> [Data]:
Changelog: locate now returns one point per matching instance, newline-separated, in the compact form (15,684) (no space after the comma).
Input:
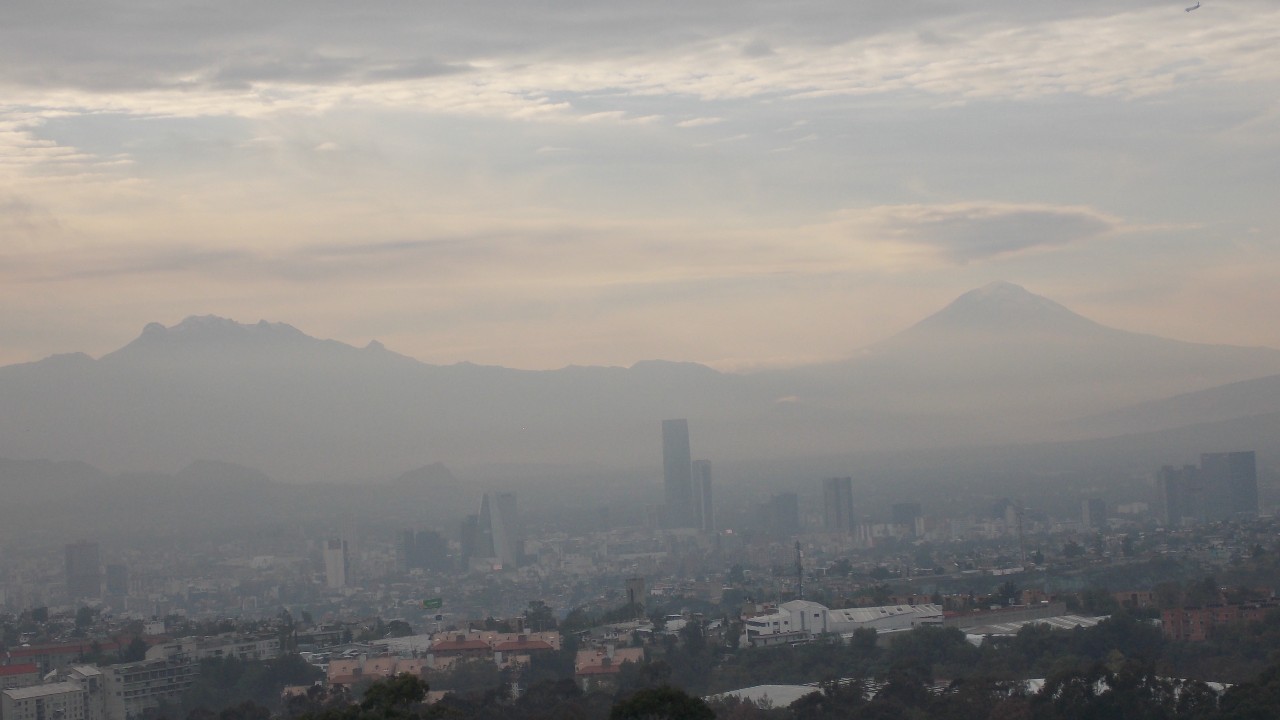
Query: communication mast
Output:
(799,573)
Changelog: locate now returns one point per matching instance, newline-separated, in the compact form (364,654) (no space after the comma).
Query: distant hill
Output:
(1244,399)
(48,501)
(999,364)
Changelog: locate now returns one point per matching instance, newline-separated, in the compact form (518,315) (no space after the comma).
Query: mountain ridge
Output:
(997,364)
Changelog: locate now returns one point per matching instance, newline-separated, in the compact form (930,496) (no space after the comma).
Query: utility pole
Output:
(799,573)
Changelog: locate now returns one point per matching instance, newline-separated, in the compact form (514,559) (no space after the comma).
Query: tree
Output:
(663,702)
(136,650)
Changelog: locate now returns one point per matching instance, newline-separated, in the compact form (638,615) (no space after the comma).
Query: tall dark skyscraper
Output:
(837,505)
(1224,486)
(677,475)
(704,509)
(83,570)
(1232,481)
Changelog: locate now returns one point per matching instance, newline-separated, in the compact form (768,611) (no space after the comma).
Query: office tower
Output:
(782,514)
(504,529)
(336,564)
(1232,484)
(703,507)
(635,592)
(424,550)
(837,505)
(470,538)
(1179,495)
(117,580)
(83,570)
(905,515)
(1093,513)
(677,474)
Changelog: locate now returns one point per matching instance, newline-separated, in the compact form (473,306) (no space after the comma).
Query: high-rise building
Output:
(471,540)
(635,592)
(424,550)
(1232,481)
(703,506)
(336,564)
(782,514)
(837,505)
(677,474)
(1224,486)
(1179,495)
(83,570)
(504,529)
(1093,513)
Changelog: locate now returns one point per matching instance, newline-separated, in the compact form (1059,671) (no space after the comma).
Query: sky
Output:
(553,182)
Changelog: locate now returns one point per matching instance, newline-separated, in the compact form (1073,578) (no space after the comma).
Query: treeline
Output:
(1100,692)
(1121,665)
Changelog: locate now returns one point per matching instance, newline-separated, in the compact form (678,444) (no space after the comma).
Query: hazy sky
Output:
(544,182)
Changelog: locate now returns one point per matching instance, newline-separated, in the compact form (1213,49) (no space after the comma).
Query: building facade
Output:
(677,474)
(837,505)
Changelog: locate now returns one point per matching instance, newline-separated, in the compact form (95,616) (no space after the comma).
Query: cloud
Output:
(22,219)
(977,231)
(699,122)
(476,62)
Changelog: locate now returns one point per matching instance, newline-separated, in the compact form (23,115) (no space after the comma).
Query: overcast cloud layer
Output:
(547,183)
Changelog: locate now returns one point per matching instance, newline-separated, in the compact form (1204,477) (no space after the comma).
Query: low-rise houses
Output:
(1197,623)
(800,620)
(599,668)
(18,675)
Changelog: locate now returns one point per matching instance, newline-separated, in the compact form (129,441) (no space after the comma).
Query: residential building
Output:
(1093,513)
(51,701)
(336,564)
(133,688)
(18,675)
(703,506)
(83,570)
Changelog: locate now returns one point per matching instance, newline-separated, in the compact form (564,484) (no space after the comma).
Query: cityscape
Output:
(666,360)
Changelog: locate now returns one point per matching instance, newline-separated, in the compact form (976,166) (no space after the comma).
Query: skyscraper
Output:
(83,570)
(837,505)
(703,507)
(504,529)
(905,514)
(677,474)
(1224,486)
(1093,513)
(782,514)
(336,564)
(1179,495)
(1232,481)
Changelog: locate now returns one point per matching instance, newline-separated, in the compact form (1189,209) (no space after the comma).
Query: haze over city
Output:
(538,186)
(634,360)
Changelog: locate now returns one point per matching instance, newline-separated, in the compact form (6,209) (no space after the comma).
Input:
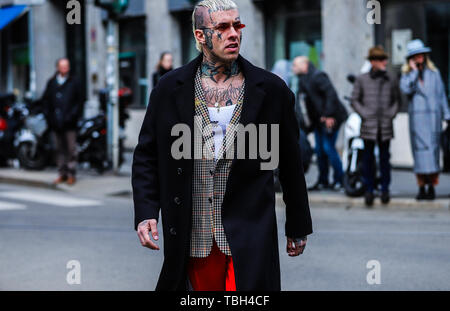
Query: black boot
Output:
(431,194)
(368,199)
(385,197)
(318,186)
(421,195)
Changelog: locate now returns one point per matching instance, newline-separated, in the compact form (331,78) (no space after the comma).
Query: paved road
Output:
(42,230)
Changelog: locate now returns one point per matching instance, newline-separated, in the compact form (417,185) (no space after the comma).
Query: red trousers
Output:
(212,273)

> [Problem description]:
Write out the material above exactly, and omit the pictures it holds.

> [Written solution]:
Changelog: locate now returns one point per matching instance, newline-separated, in the compact form (15,684) (no space after the comma).
Input:
Query: communication mast
Output:
(799,573)
Changelog: locate now returns one point per matching instance, newline-separated, in the compact form (364,654) (no space after the comma).
Query: distant hill
Output:
(1244,399)
(48,501)
(999,364)
Changelog: locate now returns one point per matching instance, newline-separated, in the compact form (518,315) (no space after the comma).
Query: mountain ridge
Output:
(997,364)
Changelog: locate now returns one point per matching instance, newline-separated, in the compact form (930,496) (no space after the comma).
Query: utility pole
Output:
(799,573)
Changelog: locate now returns one point per matching instance, newline-separated, in the compact form (514,559) (no space after the comma).
Query: tree
Output:
(663,702)
(136,650)
Changelog: locate now returns one point per matching instance, newline-separated, in the compact form (638,615) (no space after the comma).
Query: tall dark skyscraper
Output:
(837,505)
(1224,486)
(677,475)
(704,509)
(83,570)
(1232,481)
Changelog: locate now returns one point per matching instance, newline-separated, in the compact form (768,611) (no space after the comma).
Query: office tower
Output:
(782,514)
(504,529)
(336,564)
(1232,484)
(703,507)
(635,592)
(424,550)
(837,505)
(470,538)
(1179,495)
(117,580)
(83,570)
(905,515)
(1093,513)
(677,474)
Changelog: locate now returns one point per matching instance, newline-separated, in the compact form (473,306) (no space after the comma).
Query: high-rise building
Output:
(471,540)
(635,592)
(424,550)
(1232,481)
(703,506)
(336,564)
(782,514)
(837,505)
(677,474)
(1224,486)
(1179,495)
(83,570)
(504,529)
(1093,513)
Changelog: locate now returns one point per matching instance, newline-separated, in the compact form (1059,671) (no space after the comma).
Query: sky
Output:
(553,182)
Changelog: locate now returns one point per matching instance, newline-separated, in the compact form (1073,578) (no space after the comma).
Query: treeline
Output:
(1100,692)
(1121,665)
Changelog: locate now returns one point per matching instance, newline-separated, in the compact form (678,444) (no space after the comma).
Query: hazy sky
Output:
(544,182)
Changelog: locate now returns one point per matching instance, newline-separated, in the compact form (1213,49) (no space after the comma).
Query: building facade
Output:
(677,474)
(837,505)
Changelog: locate now returns one point per matching instance, newline-separated, in the compact form (95,616) (no space after the comma).
Query: cloud
Output:
(22,219)
(977,231)
(699,122)
(476,62)
Changelog: locate now returns one point per matching instance, newline-separated, in the compact form (23,115) (no space after the comma).
Query: overcast cloud layer
Output:
(547,183)
Changelog: locate now returns one point per matching instance, newline-separated, in the compact form (1204,477) (no space after the comma).
Query: low-rise houses
Output:
(1197,623)
(800,620)
(599,668)
(18,675)
Changelog: locate now returns one point per matching instance, newline-separated, in the compact form (129,441) (no space after the comma).
Query: residential building
Output:
(1093,513)
(51,701)
(336,564)
(133,688)
(18,675)
(703,506)
(83,570)
Changelog: locate now returns one point per matching instance, newline-separated, in the compact form (564,484) (no space after the comma).
Query: cityscape
Output:
(666,360)
Changelog: locate now returns one point per matching instance, newline-separated, in the compact form (976,166) (no space after the comma).
Query: skyscraper
Output:
(83,570)
(837,505)
(703,507)
(504,529)
(905,514)
(677,474)
(1224,486)
(1093,513)
(782,514)
(336,564)
(1179,495)
(1232,481)
Changelog: locate now returns one point per matching instance, newline-separated, in the compact form (1189,209) (no space after the comma).
Query: haze over city
Output:
(538,186)
(634,360)
Changelog: locate now returns one point per matching instance, newline-separated, in the compact form (6,209) (no space after the comma).
Input:
Query: black boot
Output:
(431,194)
(368,199)
(385,197)
(318,186)
(421,195)
Changelog: locate now returns one point per matching instance, newline-separated, in the compact form (331,78) (no space after the comma).
Query: paved road
Output:
(42,230)
Changelog: locate now returns one point per matching instance, newline-separated, in the compact form (417,185) (no space after the comma).
Query: red trousers
Output:
(212,273)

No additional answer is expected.